■ **Aufgaben**
1) Drucken Sie aus dem Ausgangstext über die kubanischen Harlistas den Abschnitt ab, der bei „Kubanische Harlistas: Die“ einsetzt und mit „www.backroad-diaries.de und www.amazon.de)“ schließt.
2) Aus welchen Ländern stammen laut Ausgangstext die Besucher, deren Motorräder Ernesto und Camillo genau begutachten?

■ **Ausgangstext**
┄┄┄┄┄┄┄┄┄┄

Kubanische Harlistas: Die Söhne der Revolutionäre
lieben Amerikas Kult-Motorrad
Leseprobe aus dem neuen Buch „Harlistas in der Karibik“ (erhältlich NUR bei www.backroad-diaries.de und www.amazon.de)

Ernesto Guevara (li) mit Kumpel in Havanna auf seiner 49er Panhead.
Ernesto Guevara (li) mit Kumpel in Havanna auf seiner 49er Panhead.

Die Comandantes „Che“ Guevara und Antonio Sánchez Díaz „Pinares“ verhalfen vor 55 Jahren der kubanischen Revolution in vorderster Front zum Sieg. Jetzt pflegen ihre Söhne das Erbe des Klassenfeindes – sie gehören zu den fanatischen Harley-Davidson-Jüngern auf der Karibikinsel, die ihre Uralt-Maschinen hegen und pflegen und täglich über Havannas Straßen treiben.

Schrauben als tägliches
Schrauben als tägliches „Vergnügen“ – Camillo (li) und Ernesto verbindet nicht nur diese Leidenschaft…

Jeder kennt Ernesto und Camillo, sie sind wie siamesische Zwillinge. Das Schicksal hat sie aneinander geschmiedet wie sonst selten zwei Menschen. Das Schicksal, das waren ihre Väter. Die Welt kennt sie als die Comandantes „Che“ Guevara und Antonio Sánchez Díaz „Pinares“, die Kubas Unabhängigkeit erkämpften. Und als „el Che“ nach Bolivien ging, um dort die Revolution zu verkünden, war auch sein Freund Camilo dabei – und starb an seiner Seite im Jahr 1967. Die beiden Söhne der Revolutionäre wuchsen Seit an Seit zusammen auf, sie kennen sich seit Kindestagen. So teilen sie auch die Liebe zu Harley-Davidson, die sie gemeinsam entdeckten und seither pflegen.

In Varadero treffen wir uns. In all dem Trubel, zwischen den kubanischen Harlistas mit ihren Uralt-Eisen, den ausländischen Harley-Enthusiasten, die eigens angereist sind, und den neugierigen Touristen, die unverhofft einen unvergleichlichen Augen- und Ohrenschmaus geboten bekommen, bewegen sich die Freunde in selbstbewusster Selbstverständlichkeit. Ihre Heiterkeit ist ansteckend, es wird viel gelacht. Camillo ist ein Scherzbold, andauernd reißt er Witze. Ein Rum hier, ein Schwätzchen dort, und überall werden sie erkannt. Nicht von den Ausländern, nein, die wissen nichts von der Anwesenheit des berühmten Namensträgers. Die Kubaner sind es, die Bescheid wissen. Und manch einer flüstert hinter vorgehaltener Hand: „Schau, ganz der Vater!“ Die Ähnlichkeit ist nicht zu verbergen, wenn auch der Sohn jetzt schon älter ist als sein Vater je wurde. Ernesto (48) und Camillo (51) schauen sich die Motorräder der Besucher aus Panama, Norwegen und Deutschland genau an, bestaunen die mächtigen Harley-Tourer wie alle anderen auch, und machen sich gegenseitig auf technische Finessen aufmerksam, die ihre alten Maschinen natürlich nicht besitzen. Es wird gefachsimpelt, diskutiert, und irgendwann ziehen sie sich in die gemietete Casa Particulare zurück, nicht ohne der euphorisierten Kubanerin, die so eindringlich darum bittet, noch ein Tänzchen unter der prallen Mittagssonne zu gewähren.

┄┄┄┄┄┄┄┄┄┄

■ **Vorliegendes Material**
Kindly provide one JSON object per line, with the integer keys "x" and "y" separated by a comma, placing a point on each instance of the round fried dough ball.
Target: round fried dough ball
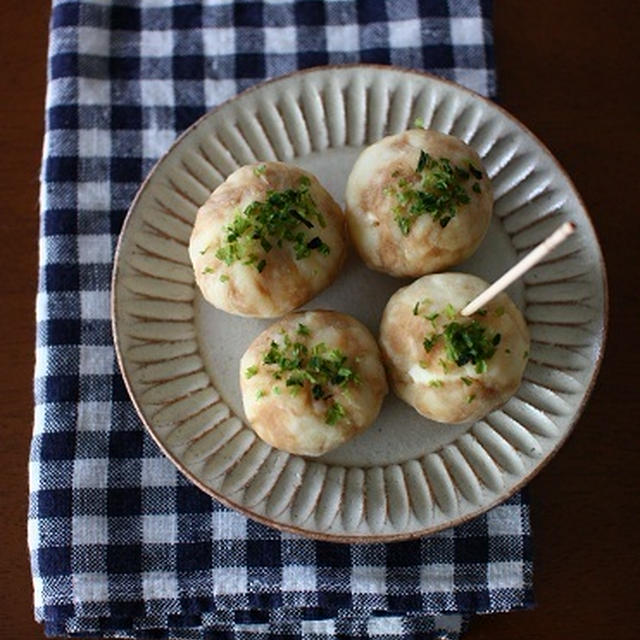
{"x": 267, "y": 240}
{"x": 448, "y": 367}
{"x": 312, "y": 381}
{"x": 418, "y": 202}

┄┄┄┄┄┄┄┄┄┄

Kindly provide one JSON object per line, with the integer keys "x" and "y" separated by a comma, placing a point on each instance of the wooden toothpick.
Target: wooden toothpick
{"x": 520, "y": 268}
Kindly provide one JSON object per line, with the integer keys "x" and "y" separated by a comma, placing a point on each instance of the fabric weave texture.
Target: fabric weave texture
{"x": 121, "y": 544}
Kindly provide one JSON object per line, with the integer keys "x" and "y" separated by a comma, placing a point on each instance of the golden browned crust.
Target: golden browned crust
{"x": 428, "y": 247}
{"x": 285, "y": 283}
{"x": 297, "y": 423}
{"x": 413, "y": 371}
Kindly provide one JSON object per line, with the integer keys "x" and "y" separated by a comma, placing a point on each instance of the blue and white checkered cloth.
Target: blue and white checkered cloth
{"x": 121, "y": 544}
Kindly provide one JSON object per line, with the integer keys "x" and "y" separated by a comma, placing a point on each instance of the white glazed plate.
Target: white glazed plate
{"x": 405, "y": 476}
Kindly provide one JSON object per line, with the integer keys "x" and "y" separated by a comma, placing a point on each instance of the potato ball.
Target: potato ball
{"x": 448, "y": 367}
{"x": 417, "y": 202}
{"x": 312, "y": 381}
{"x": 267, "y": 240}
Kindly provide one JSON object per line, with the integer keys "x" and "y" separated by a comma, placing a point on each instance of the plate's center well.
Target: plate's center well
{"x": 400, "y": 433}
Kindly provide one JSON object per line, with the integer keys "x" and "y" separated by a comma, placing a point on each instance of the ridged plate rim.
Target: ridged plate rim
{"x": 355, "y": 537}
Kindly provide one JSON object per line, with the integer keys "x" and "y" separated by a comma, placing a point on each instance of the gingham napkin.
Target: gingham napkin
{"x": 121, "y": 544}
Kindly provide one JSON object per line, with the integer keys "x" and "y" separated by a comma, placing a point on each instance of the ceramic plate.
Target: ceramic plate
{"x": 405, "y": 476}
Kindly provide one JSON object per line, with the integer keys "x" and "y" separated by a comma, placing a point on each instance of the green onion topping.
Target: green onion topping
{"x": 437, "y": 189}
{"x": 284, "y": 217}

┄┄┄┄┄┄┄┄┄┄

■ **Lösungen**
1)
Kubanische Harlistas: Die Söhne der Revolutionäre
lieben Amerikas Kult-Motorrad
Leseprobe aus dem neuen Buch „Harlistas in der Karibik“ (erhältlich NUR bei www.backroad-diaries.de und www.amazon.de)

2) Aus Panama, Norwegen und Deutschland.